START Passage to read

O Jesus! would that I could tell all little souls of Thy ineffable condescension! If by any possibility Thou couldst find one weaker than mine, one which should abandon itself with perfect trust to Thy Infinite Mercy, I feel that Thou wouldst take delight in loading that soul with still greater favours. But whence these desires, O my Spouse, to make known the secrets of Thy Love? Is it not Thou alone who halt taught them to me and canst Thou not likewise reveal them to others? I know that Thou canst and I beseech Thee to do so. . . .


Act of Oblation

(This Prayer was found after the death of Saint Teresa in the copy of the Gospels which she carried night and day close to her heart).


O my God, O Most Blessed Trinity, I desire to love Thee and to make Thee loved -to labour for the glory of Thy Church by saving souls here upon earth and by delivering those suffering in Purgatory. I desire to fulfil perfectly Thy will, and to reach the degree of glory Thou hast prepared for me in Thy kingdom. In a word, I wish to be holy, but, knowing how helpless I am, I beseech Thee, my God, to be Thyself my holiness.

Since Thou hast loved me so much as to give me Thy Only-Begotten Son to be my Saviour and my Spouse, the infinite treasures of His merits are mine. I offer them gladly to Thee, and I beg to Thee to look on me through the eyes of Jesus, and in His Heart aflame with love.

END Passage to read
START Data shown

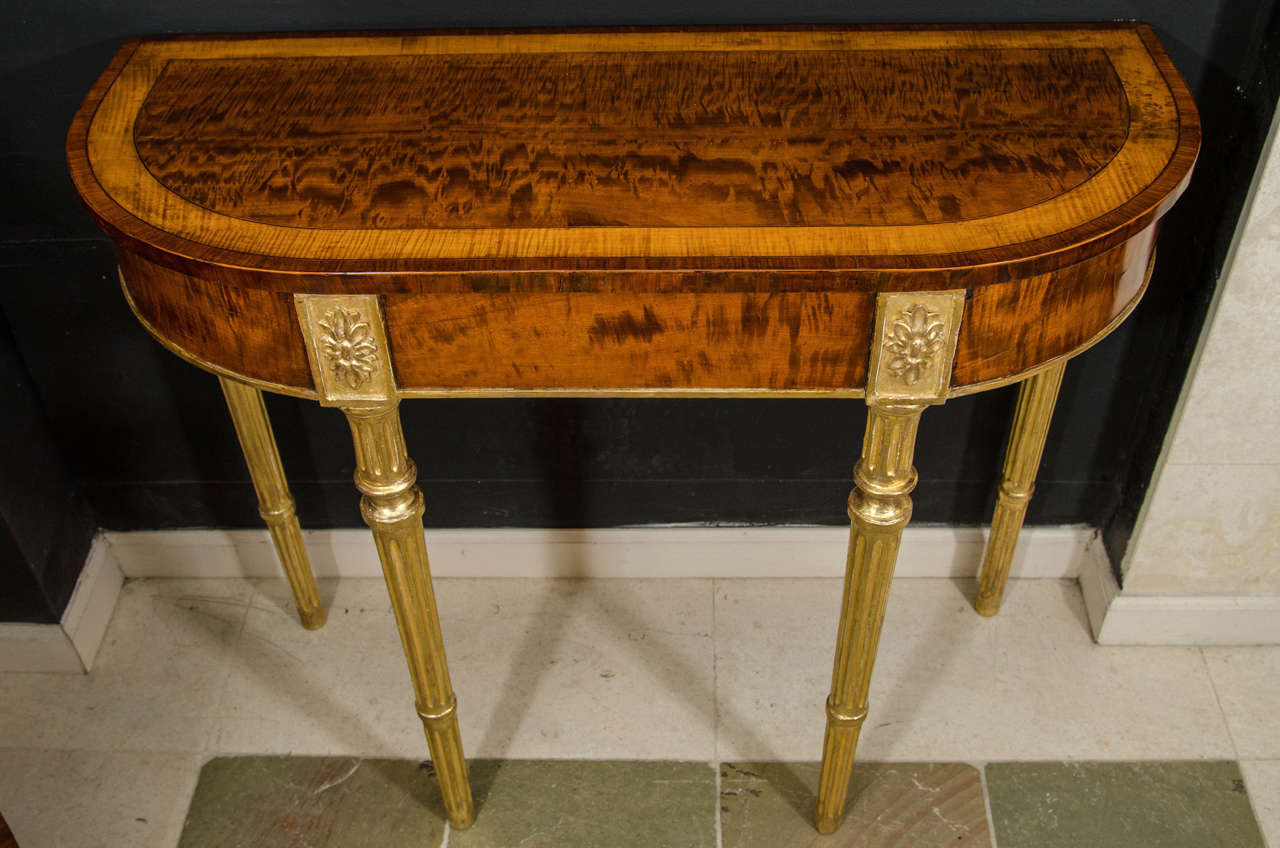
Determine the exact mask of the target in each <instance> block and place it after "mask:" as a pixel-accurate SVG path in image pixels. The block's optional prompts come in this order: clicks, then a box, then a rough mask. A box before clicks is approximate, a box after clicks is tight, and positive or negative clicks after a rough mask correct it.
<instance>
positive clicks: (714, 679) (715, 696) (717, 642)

END Data shown

## Directions:
Reproduce the devotional text above, including the Act of Oblation, word for word and in full.

## Solution below:
O Jesus! would that I could tell all little souls of Thy ineffable condescension! If by any possibility Thou couldst find one weaker than mine, one which should abandon itself with perfect trust to Thy Infinite Mercy, I feel that Thou wouldst take delight in loading that soul with still greater favours. But whence these desires, O my Spouse, to make known the secrets of Thy Love? Is it not Thou alone who halt taught them to me and canst Thou not likewise reveal them to others? I know that Thou canst and I beseech Thee to do so. . . .


Act of Oblation

(This Prayer was found after the death of Saint Teresa in the copy of the Gospels which she carried night and day close to her heart).


O my God, O Most Blessed Trinity, I desire to love Thee and to make Thee loved -to labour for the glory of Thy Church by saving souls here upon earth and by delivering those suffering in Purgatory. I desire to fulfil perfectly Thy will, and to reach the degree of glory Thou hast prepared for me in Thy kingdom. In a word, I wish to be holy, but, knowing how helpless I am, I beseech Thee, my God, to be Thyself my holiness.

Since Thou hast loved me so much as to give me Thy Only-Begotten Son to be my Saviour and my Spouse, the infinite treasures of His merits are mine. I offer them gladly to Thee, and I beg to Thee to look on me through the eyes of Jesus, and in His Heart aflame with love.